(SET PROBLEM 1):
Give the checklist article again starting with "Robert F. Abbott" and going on through "creation of checklists.", with "paragraphs" switched to "prose".

Robert F. Abbott

Article Summary:

Standard conventions that will teach you how to write a checklist.

How to Write a Checklist

There are a number of strategic reasons for using checklists, a format which helps make your point(s) by putting at least some of your document in lists, rather than all in standard paragraphs. For example, checklists may convey the idea that you have carefully analyzed a situation, that a sequence should be followed, or that you are a well-organized person.

In this article, we look at some techniques which will help you in the creation of checklists.

How you create your checklist will depend on its type. In some cases, you will want readers to follow a sequence of steps; this is a sequential checklist. On the other hand, if it’s just a list, like a shopping list, then it would be a non-sequential list.

If you write non-sequential checklists, use bullets or boxes to indicate a new line or new item, as in:

  • something
  • something else
  • another thing again

One quick note about bullets: if you’re printing and distributing the message, then you can use conventional bullet forms (usually a square or round dot, whether solid or hollow). If you’re sending the message by email, use an asterisk because not all email programs handle bullets properly (something to do with ASCII characters).

If the steps must be taken in sequence, then you’ll use numbers or letters as your bullets. And, if that sequence has several sub-steps within each step, you would follow convention by using these types of characters, in this order:

  • Roman numeral
  • Capital letter
  • Standard (Arabic) number
  • Lower case letter

For example:

I The Beginning
        A. The first part of the Beginning
                1. The first part of the first part
                      a) and so on.

(PROVIDED MATERIAL):
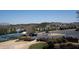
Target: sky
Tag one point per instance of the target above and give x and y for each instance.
(37, 16)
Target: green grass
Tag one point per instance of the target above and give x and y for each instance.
(38, 46)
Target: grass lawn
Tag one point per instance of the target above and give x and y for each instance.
(38, 46)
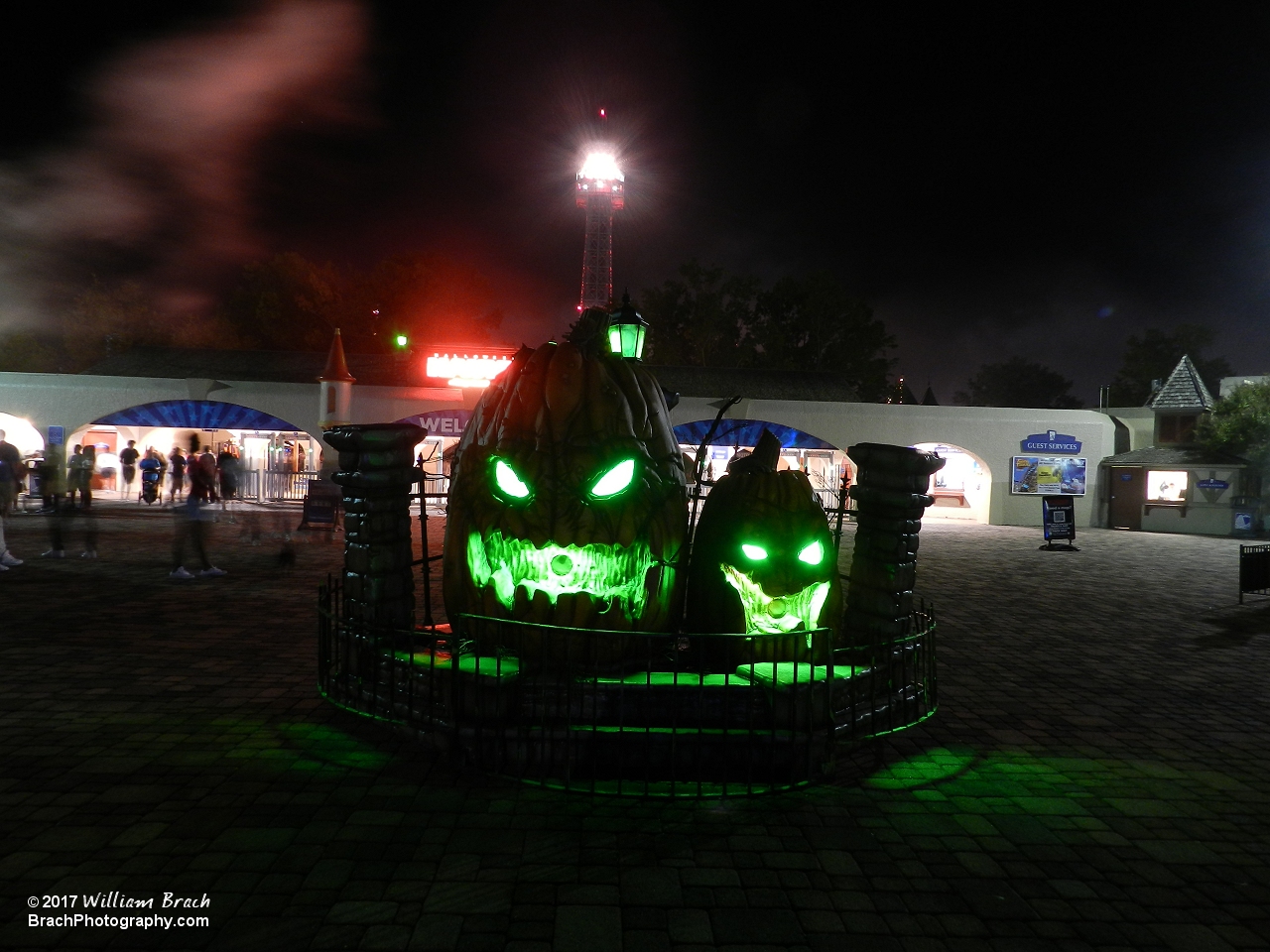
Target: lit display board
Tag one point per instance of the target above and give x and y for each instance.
(467, 370)
(1047, 475)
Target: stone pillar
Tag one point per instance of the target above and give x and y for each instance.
(376, 472)
(890, 490)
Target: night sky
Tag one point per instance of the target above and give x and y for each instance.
(1042, 181)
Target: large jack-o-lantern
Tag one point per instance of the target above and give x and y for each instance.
(763, 561)
(567, 500)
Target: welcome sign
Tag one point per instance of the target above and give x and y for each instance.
(1051, 442)
(441, 422)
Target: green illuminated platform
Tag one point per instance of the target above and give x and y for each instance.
(757, 726)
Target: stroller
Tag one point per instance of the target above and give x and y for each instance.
(149, 486)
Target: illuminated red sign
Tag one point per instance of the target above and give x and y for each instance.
(467, 370)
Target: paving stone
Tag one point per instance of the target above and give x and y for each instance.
(588, 929)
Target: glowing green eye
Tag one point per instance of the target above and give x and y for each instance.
(813, 553)
(615, 480)
(508, 483)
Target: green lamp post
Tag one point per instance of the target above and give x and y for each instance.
(626, 330)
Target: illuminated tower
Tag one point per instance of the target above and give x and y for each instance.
(599, 191)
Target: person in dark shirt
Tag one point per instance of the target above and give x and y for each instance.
(128, 466)
(178, 474)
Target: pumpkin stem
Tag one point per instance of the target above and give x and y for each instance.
(765, 458)
(589, 333)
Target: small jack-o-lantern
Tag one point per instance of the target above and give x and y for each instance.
(567, 498)
(763, 561)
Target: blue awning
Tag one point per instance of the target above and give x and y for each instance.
(746, 433)
(198, 414)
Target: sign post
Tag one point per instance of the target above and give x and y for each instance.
(1058, 517)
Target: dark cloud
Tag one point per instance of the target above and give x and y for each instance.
(159, 185)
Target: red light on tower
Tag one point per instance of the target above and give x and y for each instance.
(599, 191)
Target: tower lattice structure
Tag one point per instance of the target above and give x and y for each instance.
(599, 191)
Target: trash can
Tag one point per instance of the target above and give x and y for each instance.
(1246, 516)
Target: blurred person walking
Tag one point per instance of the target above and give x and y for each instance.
(190, 530)
(226, 465)
(89, 468)
(10, 484)
(75, 475)
(128, 457)
(178, 475)
(53, 477)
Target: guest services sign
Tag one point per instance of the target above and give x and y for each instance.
(1051, 442)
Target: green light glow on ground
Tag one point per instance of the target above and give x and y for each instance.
(613, 481)
(776, 616)
(611, 574)
(508, 481)
(926, 769)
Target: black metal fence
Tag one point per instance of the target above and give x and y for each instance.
(630, 714)
(1254, 571)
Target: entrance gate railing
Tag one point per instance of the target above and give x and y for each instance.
(629, 714)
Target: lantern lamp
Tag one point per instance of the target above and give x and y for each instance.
(626, 330)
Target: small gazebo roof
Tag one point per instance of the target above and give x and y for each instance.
(1184, 390)
(336, 367)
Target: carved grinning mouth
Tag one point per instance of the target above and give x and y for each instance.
(613, 574)
(781, 615)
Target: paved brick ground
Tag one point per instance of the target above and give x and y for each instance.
(1095, 779)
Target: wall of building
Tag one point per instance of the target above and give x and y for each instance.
(75, 400)
(1141, 422)
(993, 434)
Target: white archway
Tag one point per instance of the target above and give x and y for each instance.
(961, 489)
(22, 434)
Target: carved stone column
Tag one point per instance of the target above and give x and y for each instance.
(890, 490)
(376, 472)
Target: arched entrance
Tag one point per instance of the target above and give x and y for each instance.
(824, 462)
(19, 431)
(961, 489)
(276, 457)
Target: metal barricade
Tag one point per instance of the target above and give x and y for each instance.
(629, 712)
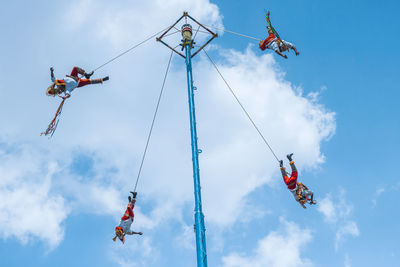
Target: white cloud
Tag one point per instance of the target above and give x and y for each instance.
(279, 248)
(28, 207)
(110, 122)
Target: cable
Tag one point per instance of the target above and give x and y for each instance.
(247, 114)
(152, 123)
(133, 47)
(243, 35)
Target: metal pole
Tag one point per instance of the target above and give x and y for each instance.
(198, 213)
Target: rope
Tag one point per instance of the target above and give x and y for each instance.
(54, 122)
(152, 123)
(242, 35)
(247, 114)
(130, 49)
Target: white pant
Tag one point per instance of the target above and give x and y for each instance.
(126, 226)
(274, 45)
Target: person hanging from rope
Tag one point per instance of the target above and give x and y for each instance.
(274, 42)
(300, 192)
(124, 227)
(70, 82)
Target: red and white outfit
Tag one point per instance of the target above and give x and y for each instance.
(272, 43)
(127, 220)
(291, 181)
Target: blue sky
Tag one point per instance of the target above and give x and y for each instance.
(334, 106)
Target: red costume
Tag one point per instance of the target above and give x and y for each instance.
(269, 39)
(128, 213)
(291, 181)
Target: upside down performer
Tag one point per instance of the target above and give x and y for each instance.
(300, 192)
(66, 86)
(274, 42)
(70, 82)
(124, 227)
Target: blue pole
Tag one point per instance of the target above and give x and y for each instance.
(198, 213)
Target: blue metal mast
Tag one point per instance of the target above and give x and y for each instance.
(198, 213)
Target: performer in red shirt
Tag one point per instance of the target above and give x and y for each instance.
(124, 227)
(300, 192)
(276, 44)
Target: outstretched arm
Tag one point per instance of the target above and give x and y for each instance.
(53, 79)
(282, 55)
(133, 233)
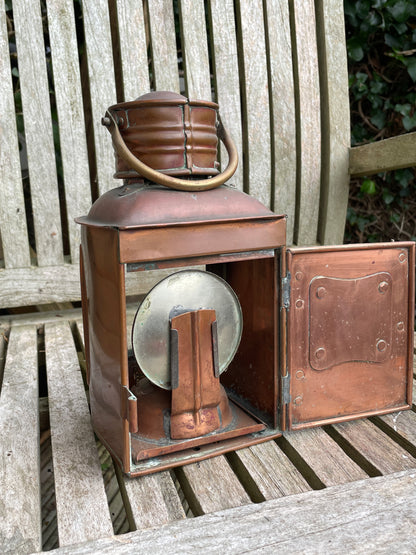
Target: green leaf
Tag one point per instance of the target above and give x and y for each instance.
(388, 197)
(410, 64)
(368, 187)
(399, 10)
(379, 120)
(403, 177)
(394, 217)
(355, 49)
(409, 122)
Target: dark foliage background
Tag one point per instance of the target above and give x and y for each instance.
(381, 42)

(SET PROBLEM 2):
How many lines of the listing contain the string "dark"? Case counts; reply with the number only.

(COMPLETE OUTPUT 1):
Robert F. Abbott

Article Summary:

Standard conventions that will teach you how to write a checklist.

How to Write a Checklist

There are a number of strategic reasons for using checklists, a format which helps make your point(s) by putting at least some of your document in lists, rather than all in standard prose. For example, checklists may convey the idea that you have carefully analyzed a situation, that a sequence should be followed, or that you are a well-organized person.

In this article, we look at some techniques which will help you in the creation of checklists.

(COMPLETE OUTPUT 2):
3